> _Exercise_: Everything from the line containing "Please output each" through the last line of the data below should be given again exactly, both end lines included and nothing more.

> _Provided records_:
####
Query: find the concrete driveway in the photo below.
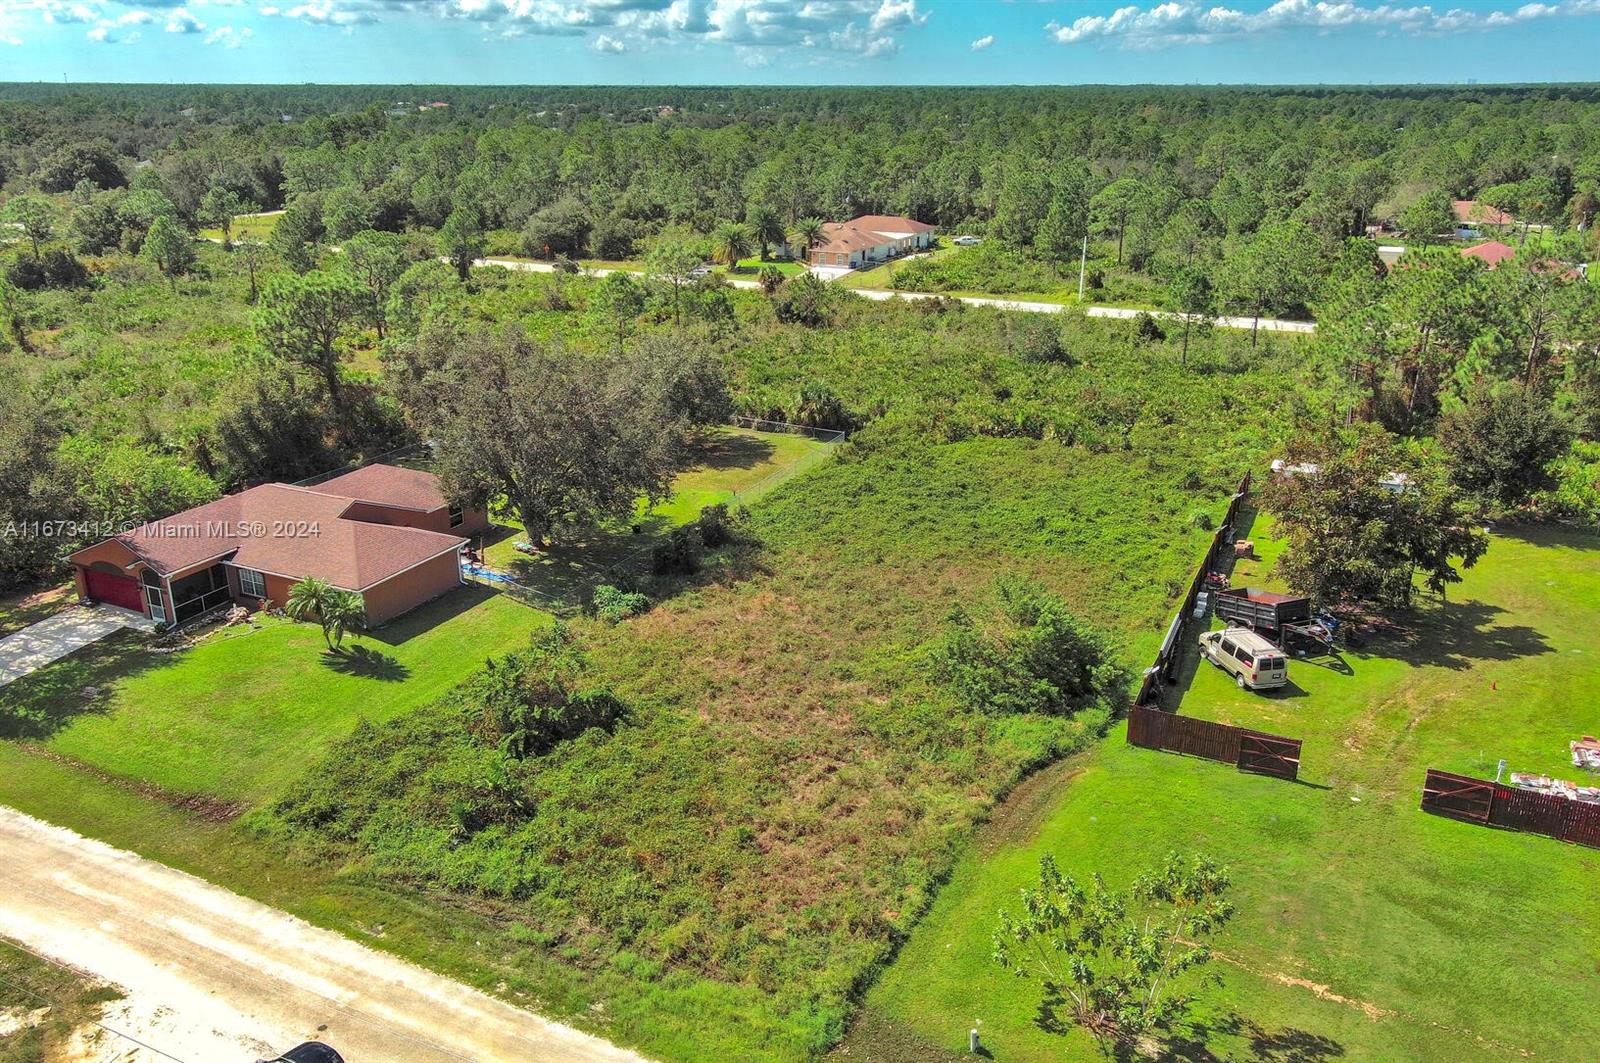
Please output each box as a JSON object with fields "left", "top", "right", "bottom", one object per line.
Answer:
{"left": 0, "top": 806, "right": 651, "bottom": 1062}
{"left": 0, "top": 605, "right": 156, "bottom": 688}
####
> _Exercise solution_:
Please output each box as a JSON object with fields "left", "top", "right", "bottom", one object per line.
Answer:
{"left": 0, "top": 806, "right": 651, "bottom": 1062}
{"left": 0, "top": 605, "right": 156, "bottom": 688}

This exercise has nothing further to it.